> [Brief 1]: According to the announcement about the Youngstown indictment, on which street was the residence Young allegedly maintained for distributing crack cocaine?
> [Brief 2]: Reproduce the announcement about the Youngstown indictment word for word, starting with "Youngstown man charged" and going on through "District of Ohio.".
Text below:
Youngstown man charged with operating a crack house, possessing a firearm and silencer
A Youngtown man was indicted on charges related to operating a crack house and having a firearm and silencer despite previously being convicted of a felony, said Steven M. Dettelbach, United States Attorney for the Northern District of Ohio.
Deangelo Young, age 39, was indicted on one count each of maintaining a residence for distributing crack cocaine, being a felon in possession of firearms and ammunition, and possession of a firearm not registered to him in the National Firearms Registration and Transfer Record.
"We will continue to prosecute those who have firearms despite previous convictions," Dettelbach said.
Count 1 of the indictment charges that in or about August 2013, Young maintained a residence on East Chalmers Street in Youngstown, Ohio, for the purpose of distributing crack cocaine.
Count 2 of the indictment charges that on or about August 29, 2013, Young possessed a Ruger Mark I, .22 caliber pistol; a Ruger SR22, .22 caliber pistol; a Charter Arms Undercover, .38 caliber revolver, and ammunition, after having been previously convicted of Trafficking in Cocaine and Possession of Cocaine in the Mahoning County Common Pleas Court.
End of Text.
Stored data below:
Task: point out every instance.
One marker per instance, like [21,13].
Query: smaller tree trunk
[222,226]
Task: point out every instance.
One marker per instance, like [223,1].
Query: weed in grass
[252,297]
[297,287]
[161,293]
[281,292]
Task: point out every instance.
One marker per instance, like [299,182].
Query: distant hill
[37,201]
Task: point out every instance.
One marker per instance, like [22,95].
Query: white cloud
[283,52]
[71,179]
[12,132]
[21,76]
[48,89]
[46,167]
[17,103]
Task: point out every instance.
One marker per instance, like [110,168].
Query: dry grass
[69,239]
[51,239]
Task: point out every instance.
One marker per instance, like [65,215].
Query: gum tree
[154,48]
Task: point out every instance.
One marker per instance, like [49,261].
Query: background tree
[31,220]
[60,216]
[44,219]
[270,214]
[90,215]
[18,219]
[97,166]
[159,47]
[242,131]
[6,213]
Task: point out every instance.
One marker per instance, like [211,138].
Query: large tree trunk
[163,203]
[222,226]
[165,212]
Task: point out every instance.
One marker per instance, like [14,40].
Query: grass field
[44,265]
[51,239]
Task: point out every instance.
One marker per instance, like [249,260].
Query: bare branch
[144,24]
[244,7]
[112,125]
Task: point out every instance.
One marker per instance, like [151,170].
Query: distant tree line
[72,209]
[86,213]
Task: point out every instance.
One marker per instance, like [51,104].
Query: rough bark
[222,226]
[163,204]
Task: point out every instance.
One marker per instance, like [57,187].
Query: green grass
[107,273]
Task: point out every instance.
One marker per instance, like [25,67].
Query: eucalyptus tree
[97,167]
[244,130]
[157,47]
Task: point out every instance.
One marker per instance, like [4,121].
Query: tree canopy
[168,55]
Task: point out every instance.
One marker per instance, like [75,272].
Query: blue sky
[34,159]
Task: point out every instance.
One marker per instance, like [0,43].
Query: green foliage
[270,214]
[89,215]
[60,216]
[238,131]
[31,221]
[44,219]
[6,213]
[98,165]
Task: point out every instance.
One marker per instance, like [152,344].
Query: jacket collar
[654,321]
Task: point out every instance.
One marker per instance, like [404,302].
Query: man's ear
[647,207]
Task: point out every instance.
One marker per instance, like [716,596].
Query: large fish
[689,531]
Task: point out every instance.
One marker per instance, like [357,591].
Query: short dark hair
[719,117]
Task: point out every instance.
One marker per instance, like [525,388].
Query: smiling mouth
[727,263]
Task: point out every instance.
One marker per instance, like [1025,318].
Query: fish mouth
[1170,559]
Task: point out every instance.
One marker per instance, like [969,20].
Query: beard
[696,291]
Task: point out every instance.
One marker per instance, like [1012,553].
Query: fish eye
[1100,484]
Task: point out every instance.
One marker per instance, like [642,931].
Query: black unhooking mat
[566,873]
End of Stored data.
> [Solution 1]: East Chalmers Street in Youngstown, Ohio.

> [Solution 2]:
Youngstown man charged with operating a crack house, possessing a firearm and silencer
A Youngtown man was indicted on charges related to operating a crack house and having a firearm and silencer despite previously being convicted of a felony, said Steven M. Dettelbach, United States Attorney for the Northern District of Ohio.